The line containing "# locate the green grass" marks the end: quote every line from the start of the records below through it, word for word.

★ ★ ★ ★ ★

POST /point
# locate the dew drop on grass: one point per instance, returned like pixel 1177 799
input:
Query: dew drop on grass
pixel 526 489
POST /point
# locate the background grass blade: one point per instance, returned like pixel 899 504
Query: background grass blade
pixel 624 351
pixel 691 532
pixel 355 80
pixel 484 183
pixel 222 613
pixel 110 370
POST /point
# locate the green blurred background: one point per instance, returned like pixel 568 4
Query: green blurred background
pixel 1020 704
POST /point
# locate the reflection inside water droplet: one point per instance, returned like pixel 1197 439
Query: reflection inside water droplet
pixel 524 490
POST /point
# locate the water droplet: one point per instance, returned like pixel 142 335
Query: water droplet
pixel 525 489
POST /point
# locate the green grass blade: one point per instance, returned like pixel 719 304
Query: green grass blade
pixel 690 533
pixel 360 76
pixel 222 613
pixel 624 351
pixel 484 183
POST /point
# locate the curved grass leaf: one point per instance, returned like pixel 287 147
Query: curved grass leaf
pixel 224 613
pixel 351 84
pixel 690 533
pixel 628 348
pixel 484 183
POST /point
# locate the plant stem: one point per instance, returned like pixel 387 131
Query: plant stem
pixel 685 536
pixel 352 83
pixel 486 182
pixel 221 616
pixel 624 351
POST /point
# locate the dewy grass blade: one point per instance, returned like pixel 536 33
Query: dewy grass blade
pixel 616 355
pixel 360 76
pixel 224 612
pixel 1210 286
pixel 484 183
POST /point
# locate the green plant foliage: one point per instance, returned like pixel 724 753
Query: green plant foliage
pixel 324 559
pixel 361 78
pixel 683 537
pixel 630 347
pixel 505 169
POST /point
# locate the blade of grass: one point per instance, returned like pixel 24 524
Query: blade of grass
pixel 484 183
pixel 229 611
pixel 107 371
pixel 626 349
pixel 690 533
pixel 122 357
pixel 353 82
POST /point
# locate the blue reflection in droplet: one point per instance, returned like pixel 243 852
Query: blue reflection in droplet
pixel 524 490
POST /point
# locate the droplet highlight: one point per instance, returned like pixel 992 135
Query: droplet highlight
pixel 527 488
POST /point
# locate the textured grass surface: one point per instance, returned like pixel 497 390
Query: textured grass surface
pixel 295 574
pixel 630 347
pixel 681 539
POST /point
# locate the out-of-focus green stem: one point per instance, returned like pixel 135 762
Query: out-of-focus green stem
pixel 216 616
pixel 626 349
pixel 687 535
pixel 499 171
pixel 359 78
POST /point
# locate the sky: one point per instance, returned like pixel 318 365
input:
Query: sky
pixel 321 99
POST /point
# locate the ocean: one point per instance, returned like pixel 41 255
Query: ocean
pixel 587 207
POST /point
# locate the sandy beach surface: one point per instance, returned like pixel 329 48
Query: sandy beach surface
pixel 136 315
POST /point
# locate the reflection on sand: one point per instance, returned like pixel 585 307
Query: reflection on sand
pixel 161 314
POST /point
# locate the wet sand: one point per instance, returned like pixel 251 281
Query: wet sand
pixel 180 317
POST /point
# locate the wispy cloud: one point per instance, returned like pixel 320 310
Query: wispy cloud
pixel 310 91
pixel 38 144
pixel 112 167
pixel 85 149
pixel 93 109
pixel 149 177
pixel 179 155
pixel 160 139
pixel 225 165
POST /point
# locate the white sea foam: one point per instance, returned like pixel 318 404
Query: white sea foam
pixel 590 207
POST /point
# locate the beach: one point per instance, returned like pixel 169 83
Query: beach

★ ★ ★ ★ ★

■ OUTPUT FOR THIS EXERCISE ■
POST /point
# locate the dew drop on grass: one point per instance, returned like pixel 1177 799
input:
Query: dew drop on grass
pixel 526 489
POST /point
# locate the background grass blade: one point per instance, returned like pixel 899 504
Query: background grass blade
pixel 624 351
pixel 691 532
pixel 355 80
pixel 484 183
pixel 222 613
pixel 110 370
POST /point
# locate the green blurred background: one point per instance, returned like pixel 568 4
Query: green blurred background
pixel 1020 704
POST /point
# locate the reflection inside water droplet: one point per instance, returned like pixel 1197 439
Query: reflection inside water droplet
pixel 524 490
POST /point
# locate the water droplet: one point per instance, returned like pixel 142 335
Query: water droplet
pixel 525 489
POST /point
# locate the green grass blade: one point per instance, returned like pixel 719 304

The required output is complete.